Provided data ::
____________________
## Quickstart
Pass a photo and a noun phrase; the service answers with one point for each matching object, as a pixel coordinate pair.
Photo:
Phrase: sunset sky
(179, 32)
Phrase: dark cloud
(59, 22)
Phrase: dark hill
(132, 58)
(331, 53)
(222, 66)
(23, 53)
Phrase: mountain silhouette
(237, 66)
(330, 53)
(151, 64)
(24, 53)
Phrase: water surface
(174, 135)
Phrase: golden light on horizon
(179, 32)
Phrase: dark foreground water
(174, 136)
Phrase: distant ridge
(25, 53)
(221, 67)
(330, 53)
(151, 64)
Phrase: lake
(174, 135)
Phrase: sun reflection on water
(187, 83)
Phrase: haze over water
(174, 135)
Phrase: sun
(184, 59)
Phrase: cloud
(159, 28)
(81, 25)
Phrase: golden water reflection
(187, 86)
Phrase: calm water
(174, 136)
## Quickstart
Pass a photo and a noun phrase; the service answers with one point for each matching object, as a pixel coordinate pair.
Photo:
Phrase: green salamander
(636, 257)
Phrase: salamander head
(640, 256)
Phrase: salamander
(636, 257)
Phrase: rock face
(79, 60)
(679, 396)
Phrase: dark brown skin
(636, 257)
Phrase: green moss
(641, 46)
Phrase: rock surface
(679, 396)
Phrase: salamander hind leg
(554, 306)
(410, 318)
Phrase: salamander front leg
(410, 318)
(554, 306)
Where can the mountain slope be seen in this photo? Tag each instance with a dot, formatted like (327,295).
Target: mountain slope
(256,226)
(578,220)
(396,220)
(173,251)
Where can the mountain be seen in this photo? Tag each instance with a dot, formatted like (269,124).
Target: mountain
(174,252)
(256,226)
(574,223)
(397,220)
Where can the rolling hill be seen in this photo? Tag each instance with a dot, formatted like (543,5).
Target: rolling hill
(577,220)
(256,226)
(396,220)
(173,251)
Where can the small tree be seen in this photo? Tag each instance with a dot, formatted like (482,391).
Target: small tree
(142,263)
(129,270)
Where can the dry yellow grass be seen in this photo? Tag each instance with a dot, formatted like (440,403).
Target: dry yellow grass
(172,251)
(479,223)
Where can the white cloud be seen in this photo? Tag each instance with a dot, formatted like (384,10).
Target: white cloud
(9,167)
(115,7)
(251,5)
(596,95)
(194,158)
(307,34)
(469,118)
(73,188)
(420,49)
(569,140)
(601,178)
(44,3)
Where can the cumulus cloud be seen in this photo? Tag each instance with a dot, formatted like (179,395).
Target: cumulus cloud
____________________
Task directions ::
Add 20 to every number in the answer coordinates of the records from the line containing "Phrase: rock face" through the end of the records, both ends included, and write out all of those lines again with the requests in place. Leave the numbers in the requests and their format samples unchanged.

Result of this task ::
Phrase: rock face
(99, 80)
(699, 416)
Phrase: dark brown skin
(656, 277)
Phrase: green moss
(661, 66)
Phrase: rock surface
(699, 416)
Phrase: salamander hind leg
(574, 326)
(430, 338)
Phrase: salamander front leg
(430, 338)
(574, 326)
Where can the mountain slope be seen in this photo? Tag each instance with a dot, formatted like (327,295).
Target: mountain slope
(276,246)
(598,240)
(416,240)
(193,271)
Where can the mountain be seen in this photo? Tag each instance with a dot, formatted like (269,124).
Target: mountain
(194,272)
(276,246)
(594,243)
(417,240)
Where can the rolling hill be seen in this photo? Tag each instance with a dot, formatted like (543,5).
Target: rolling hill
(597,240)
(276,246)
(416,240)
(193,271)
Where can the small tree be seen in this photo? Tag each instance with a dot, formatted like (482,391).
Target: small tree
(162,283)
(149,290)
Where can the dry yellow grass be seen in this photo? Tag each instance with a dot, formatted like (440,403).
Target: dry yellow grass
(192,271)
(499,243)
Where can the white cloud be seen in this photo? Tag each instance with a dot, formatted like (384,10).
Target: white cloud
(29,187)
(135,27)
(271,25)
(616,115)
(214,178)
(327,54)
(489,138)
(93,208)
(440,69)
(589,160)
(621,198)
(64,23)
Where can the cumulus cloud be seen in this photo? Tag each instance with a dot, formatted like (179,395).
Target: cumulus cloud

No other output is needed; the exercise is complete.